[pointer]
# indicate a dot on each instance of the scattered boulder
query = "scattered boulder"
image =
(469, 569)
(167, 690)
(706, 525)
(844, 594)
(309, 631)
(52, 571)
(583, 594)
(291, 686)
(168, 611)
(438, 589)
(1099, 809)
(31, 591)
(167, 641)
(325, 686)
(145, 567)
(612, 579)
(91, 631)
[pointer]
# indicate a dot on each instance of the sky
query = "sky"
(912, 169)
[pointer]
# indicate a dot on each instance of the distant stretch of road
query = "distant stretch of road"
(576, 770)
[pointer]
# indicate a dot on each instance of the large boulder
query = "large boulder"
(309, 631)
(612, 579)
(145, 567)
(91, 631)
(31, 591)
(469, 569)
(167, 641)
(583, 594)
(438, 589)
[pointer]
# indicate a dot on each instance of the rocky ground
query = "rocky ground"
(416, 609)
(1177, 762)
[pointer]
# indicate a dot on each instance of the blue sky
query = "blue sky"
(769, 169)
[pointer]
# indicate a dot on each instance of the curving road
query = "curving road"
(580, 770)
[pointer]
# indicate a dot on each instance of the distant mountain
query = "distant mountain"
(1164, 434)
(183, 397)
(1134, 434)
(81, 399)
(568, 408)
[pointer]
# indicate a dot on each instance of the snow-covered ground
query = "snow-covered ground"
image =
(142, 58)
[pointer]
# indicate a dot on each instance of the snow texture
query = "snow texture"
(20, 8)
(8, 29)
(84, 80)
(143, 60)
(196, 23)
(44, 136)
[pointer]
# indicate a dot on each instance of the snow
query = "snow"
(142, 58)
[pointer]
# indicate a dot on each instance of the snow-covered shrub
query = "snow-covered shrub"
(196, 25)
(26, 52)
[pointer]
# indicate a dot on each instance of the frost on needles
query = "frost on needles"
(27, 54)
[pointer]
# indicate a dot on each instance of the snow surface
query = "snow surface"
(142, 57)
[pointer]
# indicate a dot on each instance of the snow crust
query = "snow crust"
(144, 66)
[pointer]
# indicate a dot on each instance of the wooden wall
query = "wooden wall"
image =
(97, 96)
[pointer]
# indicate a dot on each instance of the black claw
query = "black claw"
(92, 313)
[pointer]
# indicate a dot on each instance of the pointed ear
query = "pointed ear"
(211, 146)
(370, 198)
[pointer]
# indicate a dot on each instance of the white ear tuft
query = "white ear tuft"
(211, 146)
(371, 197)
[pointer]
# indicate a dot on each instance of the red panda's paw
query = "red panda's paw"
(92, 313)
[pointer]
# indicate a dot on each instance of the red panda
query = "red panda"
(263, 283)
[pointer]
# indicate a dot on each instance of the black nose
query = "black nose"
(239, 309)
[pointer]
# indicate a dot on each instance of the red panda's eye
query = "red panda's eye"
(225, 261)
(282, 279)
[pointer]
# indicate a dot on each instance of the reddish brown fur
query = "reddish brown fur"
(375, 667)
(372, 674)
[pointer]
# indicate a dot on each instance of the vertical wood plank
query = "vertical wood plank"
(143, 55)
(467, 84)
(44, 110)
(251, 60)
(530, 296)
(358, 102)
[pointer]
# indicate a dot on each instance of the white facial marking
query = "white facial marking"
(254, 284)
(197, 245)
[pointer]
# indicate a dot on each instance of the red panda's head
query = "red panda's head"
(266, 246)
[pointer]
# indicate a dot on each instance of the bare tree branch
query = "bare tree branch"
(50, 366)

····················

Take every line from the data that includes the word "scattered".

--- THE ANSWER ---
# indicate a dot on each instance of the scattered boulder
query = "scattered boulder"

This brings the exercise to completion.